## Challenge
Gather every line in the material below that contains the word "banner", and copy each one out. Case counts, so match capitals and lowercase letters precisely.

## Excerpted records
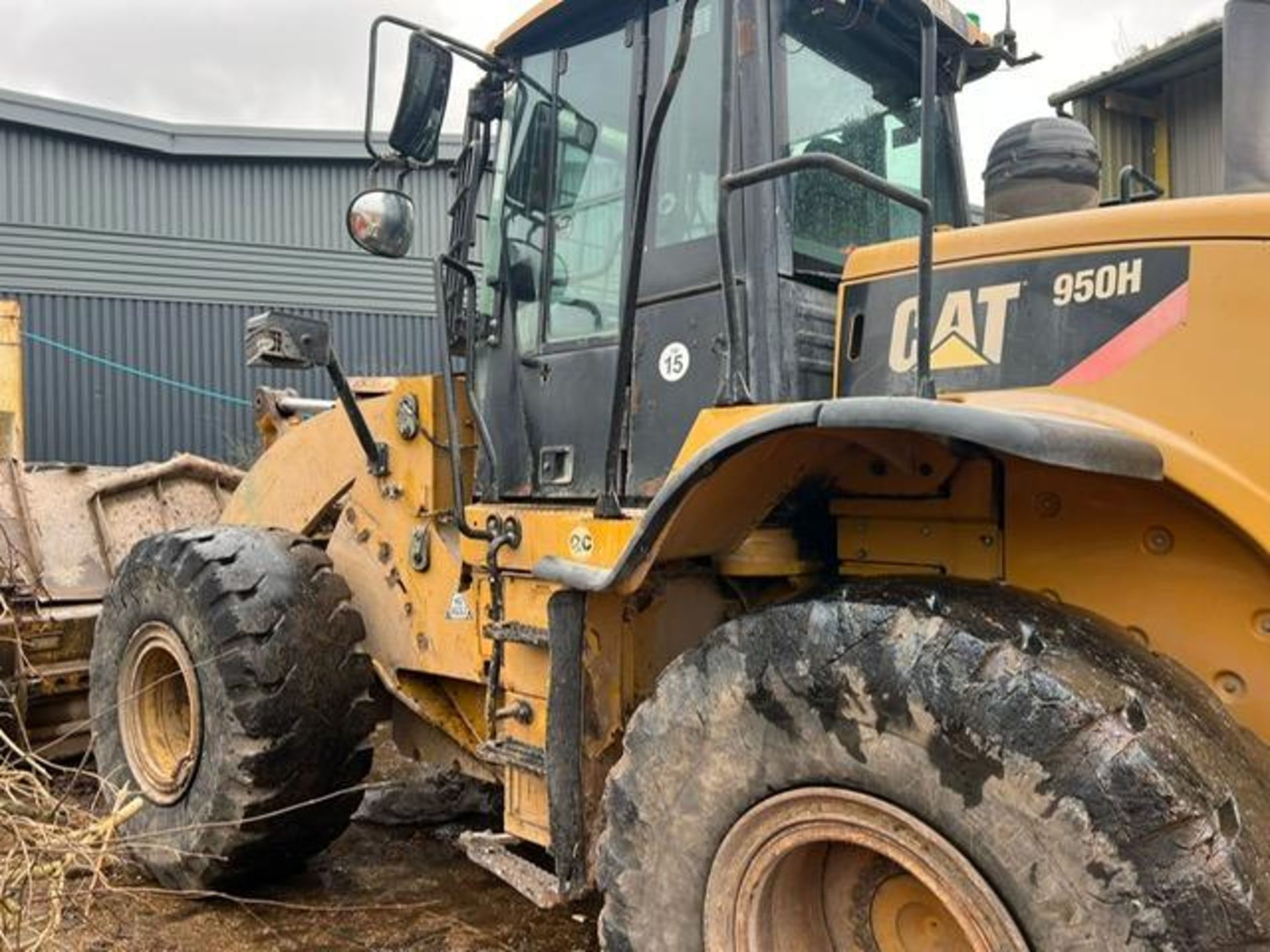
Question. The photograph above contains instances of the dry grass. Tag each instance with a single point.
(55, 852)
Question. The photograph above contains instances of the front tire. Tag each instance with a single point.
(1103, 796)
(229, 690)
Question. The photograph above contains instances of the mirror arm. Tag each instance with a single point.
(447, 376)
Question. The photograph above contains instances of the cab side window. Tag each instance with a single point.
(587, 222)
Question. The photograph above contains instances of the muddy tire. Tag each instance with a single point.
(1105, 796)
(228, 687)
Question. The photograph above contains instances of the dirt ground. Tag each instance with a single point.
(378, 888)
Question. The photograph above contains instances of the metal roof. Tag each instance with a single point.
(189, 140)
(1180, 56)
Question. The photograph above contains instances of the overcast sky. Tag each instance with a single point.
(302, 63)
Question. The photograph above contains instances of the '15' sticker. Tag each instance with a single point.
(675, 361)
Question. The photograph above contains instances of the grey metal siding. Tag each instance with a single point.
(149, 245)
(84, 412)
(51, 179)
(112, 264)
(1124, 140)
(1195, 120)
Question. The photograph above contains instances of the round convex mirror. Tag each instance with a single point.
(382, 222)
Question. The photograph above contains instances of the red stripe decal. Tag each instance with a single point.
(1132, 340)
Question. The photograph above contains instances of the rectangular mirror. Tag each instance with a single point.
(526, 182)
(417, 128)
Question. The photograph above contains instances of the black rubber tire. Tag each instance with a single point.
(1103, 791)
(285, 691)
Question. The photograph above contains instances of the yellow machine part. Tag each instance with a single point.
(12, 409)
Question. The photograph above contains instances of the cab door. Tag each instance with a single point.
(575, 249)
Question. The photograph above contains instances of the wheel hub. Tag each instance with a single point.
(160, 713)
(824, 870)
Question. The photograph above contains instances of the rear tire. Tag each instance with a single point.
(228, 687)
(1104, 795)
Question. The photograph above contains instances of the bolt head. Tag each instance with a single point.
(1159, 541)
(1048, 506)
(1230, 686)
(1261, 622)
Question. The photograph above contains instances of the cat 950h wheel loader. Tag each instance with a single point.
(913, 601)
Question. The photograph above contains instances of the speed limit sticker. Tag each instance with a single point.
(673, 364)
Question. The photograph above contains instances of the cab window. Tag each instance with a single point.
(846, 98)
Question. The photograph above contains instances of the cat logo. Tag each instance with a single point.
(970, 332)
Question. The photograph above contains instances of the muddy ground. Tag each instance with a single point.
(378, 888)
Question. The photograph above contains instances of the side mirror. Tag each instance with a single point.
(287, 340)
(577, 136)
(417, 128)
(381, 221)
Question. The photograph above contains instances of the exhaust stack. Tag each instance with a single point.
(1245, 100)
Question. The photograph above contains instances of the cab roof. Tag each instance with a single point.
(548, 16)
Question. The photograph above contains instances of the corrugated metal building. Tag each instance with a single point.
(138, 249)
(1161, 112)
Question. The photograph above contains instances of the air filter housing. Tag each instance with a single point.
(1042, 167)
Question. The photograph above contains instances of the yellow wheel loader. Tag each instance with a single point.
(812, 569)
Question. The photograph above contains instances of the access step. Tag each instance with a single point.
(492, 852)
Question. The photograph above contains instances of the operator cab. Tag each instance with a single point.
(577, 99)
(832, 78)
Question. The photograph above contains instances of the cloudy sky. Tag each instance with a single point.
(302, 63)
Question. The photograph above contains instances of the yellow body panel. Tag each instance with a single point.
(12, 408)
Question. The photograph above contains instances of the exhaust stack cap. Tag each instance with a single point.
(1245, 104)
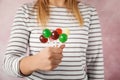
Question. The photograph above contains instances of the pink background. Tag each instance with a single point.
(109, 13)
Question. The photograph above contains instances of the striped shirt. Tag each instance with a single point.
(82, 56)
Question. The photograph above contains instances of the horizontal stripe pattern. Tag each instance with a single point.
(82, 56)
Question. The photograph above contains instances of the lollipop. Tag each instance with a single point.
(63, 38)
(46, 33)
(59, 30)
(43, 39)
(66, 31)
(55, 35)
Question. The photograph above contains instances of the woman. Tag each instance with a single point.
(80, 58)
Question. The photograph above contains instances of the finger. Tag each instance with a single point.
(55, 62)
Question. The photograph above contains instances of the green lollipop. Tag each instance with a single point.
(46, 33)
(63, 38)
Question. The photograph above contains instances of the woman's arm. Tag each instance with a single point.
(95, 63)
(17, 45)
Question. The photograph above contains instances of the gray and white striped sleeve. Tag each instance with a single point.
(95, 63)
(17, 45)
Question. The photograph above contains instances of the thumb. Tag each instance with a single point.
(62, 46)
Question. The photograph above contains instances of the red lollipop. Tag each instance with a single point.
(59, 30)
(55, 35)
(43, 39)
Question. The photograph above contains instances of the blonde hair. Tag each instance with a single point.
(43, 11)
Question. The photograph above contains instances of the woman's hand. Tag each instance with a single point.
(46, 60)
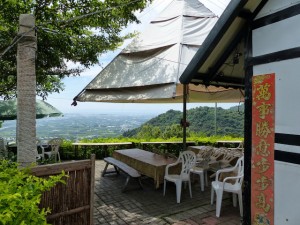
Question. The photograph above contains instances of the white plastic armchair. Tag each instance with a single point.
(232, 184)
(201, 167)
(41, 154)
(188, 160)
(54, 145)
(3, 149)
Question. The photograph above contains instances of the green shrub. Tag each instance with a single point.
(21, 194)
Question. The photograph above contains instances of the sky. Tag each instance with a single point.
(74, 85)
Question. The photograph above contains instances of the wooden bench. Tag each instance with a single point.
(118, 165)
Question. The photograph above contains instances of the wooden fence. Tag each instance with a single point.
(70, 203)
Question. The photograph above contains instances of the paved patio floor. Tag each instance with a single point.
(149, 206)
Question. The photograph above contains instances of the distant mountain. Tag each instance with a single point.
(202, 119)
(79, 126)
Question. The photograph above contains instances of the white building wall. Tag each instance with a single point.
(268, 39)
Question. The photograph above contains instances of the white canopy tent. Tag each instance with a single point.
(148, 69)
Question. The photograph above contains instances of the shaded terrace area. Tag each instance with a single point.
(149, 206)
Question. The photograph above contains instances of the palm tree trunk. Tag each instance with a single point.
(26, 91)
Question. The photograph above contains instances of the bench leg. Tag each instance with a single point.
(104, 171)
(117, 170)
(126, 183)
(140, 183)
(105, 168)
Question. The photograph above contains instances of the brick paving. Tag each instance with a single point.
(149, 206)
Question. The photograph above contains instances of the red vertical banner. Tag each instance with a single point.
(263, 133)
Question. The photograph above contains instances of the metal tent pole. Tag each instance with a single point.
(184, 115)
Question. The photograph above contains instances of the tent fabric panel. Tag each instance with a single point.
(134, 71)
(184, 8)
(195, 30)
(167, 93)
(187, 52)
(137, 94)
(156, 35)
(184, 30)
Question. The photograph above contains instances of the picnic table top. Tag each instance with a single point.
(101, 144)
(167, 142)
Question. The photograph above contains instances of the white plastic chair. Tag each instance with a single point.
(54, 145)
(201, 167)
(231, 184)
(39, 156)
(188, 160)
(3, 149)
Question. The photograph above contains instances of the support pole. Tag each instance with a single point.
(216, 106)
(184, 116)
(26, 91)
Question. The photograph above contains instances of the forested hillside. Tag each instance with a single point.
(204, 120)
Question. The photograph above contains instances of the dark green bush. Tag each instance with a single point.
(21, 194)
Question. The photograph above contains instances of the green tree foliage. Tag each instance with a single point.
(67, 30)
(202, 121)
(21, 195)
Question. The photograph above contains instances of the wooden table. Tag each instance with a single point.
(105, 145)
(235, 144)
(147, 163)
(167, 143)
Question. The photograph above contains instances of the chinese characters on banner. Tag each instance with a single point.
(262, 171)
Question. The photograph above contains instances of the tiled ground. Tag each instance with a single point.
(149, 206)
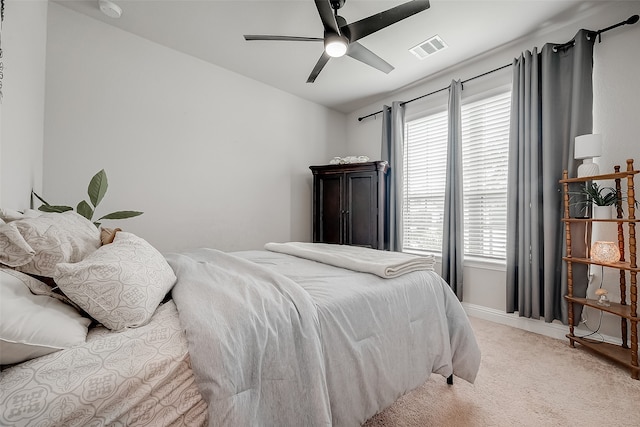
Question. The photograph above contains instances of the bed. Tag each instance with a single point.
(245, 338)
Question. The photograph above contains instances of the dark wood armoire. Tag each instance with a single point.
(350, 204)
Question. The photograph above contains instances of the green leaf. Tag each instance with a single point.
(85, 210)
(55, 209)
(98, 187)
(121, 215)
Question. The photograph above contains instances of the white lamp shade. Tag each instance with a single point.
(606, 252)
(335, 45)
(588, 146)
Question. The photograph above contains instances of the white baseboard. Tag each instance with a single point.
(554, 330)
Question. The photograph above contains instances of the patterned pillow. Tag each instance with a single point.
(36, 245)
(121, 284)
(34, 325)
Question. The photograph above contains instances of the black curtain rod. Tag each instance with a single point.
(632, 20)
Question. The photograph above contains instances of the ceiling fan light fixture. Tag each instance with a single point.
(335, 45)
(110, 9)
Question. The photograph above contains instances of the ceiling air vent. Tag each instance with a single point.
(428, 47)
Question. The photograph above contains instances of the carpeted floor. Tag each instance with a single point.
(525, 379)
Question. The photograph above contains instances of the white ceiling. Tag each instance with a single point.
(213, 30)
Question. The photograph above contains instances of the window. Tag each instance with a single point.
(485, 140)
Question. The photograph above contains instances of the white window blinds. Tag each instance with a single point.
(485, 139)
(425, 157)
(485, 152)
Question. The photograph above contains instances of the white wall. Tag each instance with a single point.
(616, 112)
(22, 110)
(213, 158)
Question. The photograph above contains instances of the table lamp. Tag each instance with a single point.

* * *

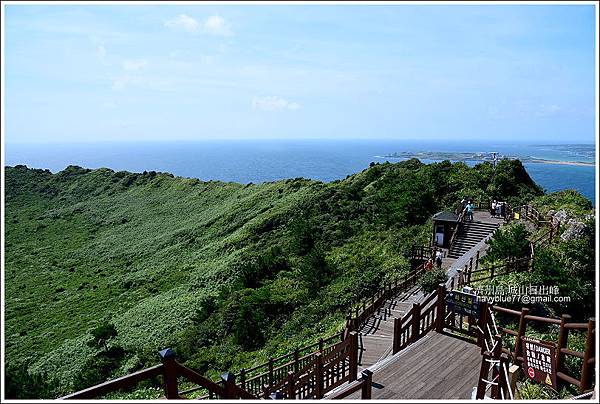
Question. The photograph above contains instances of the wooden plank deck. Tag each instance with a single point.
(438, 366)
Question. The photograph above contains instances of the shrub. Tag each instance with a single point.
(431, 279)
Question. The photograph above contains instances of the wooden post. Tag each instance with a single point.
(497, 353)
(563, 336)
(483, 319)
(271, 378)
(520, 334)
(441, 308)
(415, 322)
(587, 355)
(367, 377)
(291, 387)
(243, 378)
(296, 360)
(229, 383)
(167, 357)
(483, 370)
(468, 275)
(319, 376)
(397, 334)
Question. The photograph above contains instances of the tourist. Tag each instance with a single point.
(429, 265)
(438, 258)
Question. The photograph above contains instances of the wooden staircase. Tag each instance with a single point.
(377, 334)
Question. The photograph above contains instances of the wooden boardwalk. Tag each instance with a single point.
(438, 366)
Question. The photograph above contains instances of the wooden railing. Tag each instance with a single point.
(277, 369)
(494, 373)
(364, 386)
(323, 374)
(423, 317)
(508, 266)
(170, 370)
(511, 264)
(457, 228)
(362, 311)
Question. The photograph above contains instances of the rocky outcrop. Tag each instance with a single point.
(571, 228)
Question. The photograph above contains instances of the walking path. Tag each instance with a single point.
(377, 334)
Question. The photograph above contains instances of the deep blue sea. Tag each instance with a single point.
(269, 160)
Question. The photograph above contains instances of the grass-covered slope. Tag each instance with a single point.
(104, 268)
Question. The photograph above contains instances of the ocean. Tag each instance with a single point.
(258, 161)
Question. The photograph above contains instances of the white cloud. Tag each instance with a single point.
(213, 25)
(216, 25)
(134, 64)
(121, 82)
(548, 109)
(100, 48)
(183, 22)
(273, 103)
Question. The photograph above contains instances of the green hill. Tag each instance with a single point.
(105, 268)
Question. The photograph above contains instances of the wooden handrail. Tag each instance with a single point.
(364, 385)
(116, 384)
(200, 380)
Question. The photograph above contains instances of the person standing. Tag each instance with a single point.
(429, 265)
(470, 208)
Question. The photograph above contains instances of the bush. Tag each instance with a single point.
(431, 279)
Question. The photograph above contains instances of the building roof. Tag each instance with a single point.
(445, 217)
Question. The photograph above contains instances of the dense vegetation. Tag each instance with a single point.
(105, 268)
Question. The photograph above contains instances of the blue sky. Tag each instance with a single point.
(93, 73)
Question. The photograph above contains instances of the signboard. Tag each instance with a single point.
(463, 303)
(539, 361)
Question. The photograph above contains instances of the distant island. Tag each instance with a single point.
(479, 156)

## Response below
Question. The photograph above contains instances of the red vertical banner. Tag each instance with a single point.
Question. The photograph above contains instances of the chinese characters on banner. Tag each instance with a single point.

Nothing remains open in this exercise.